_WORK TO DO_
Return every line in the rows below that contains the string "golden", matching case.

_RECORD EXTRACTS_
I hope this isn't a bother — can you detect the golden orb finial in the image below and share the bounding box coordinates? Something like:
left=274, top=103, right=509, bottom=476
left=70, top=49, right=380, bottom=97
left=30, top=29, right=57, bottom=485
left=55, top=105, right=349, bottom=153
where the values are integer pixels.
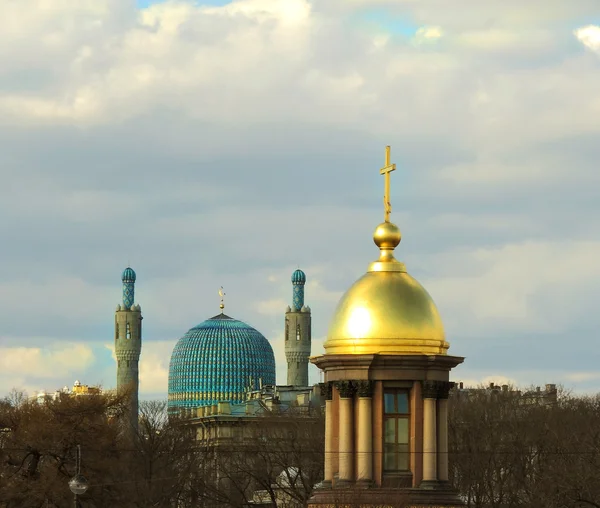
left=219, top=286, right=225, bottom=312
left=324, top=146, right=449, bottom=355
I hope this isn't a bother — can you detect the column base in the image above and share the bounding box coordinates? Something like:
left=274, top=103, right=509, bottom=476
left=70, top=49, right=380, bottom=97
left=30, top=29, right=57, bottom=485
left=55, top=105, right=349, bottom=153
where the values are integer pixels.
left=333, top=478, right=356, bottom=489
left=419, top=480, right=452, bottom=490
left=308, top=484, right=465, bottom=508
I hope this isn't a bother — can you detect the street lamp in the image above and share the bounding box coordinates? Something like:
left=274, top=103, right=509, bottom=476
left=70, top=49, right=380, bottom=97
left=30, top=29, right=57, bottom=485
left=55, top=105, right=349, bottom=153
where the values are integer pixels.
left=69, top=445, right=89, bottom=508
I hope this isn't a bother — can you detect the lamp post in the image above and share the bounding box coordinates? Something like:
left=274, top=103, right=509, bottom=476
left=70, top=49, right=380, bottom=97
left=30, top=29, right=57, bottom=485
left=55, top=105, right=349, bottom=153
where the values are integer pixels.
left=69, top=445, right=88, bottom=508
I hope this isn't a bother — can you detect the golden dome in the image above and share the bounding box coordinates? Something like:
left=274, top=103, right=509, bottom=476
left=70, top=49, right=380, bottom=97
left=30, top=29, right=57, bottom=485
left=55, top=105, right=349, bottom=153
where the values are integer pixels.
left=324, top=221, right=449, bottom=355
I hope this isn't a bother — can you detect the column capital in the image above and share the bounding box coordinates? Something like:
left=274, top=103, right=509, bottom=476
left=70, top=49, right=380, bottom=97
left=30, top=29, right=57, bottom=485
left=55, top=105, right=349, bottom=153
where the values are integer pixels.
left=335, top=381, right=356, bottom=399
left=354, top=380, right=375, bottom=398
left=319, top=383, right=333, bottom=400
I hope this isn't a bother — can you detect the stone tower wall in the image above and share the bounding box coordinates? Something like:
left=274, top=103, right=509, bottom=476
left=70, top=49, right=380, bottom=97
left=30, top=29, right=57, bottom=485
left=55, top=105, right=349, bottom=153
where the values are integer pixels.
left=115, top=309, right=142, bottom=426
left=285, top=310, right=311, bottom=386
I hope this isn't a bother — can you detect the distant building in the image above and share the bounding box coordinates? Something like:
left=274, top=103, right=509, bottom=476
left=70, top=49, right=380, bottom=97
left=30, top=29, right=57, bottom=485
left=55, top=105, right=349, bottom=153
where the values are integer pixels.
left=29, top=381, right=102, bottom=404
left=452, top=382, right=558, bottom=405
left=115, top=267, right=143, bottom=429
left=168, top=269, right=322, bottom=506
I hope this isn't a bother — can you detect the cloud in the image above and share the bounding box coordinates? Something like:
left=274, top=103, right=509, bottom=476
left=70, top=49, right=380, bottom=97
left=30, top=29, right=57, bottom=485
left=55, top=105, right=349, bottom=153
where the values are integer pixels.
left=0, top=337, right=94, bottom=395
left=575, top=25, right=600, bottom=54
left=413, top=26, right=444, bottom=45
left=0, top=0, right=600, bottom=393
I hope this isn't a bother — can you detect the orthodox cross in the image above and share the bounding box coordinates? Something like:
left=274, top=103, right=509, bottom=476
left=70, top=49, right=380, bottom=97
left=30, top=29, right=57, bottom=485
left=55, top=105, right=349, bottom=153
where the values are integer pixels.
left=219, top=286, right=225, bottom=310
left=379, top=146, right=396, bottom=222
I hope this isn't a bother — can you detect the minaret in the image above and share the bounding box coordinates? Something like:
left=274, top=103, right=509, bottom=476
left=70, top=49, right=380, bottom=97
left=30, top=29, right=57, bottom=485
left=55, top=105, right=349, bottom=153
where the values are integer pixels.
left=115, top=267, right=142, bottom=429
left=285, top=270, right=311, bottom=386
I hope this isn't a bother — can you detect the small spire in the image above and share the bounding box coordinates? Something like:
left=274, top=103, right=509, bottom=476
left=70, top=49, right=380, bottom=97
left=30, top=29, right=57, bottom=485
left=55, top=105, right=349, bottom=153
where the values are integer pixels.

_OUTPUT_
I hope this isn't a bother — can you detect the golden orb finial in the image below and share the bounding box coordinates? Something like:
I hope this isn't a bother — can you detect the golden dome in the image above and share the bounding box coordinates? Something like:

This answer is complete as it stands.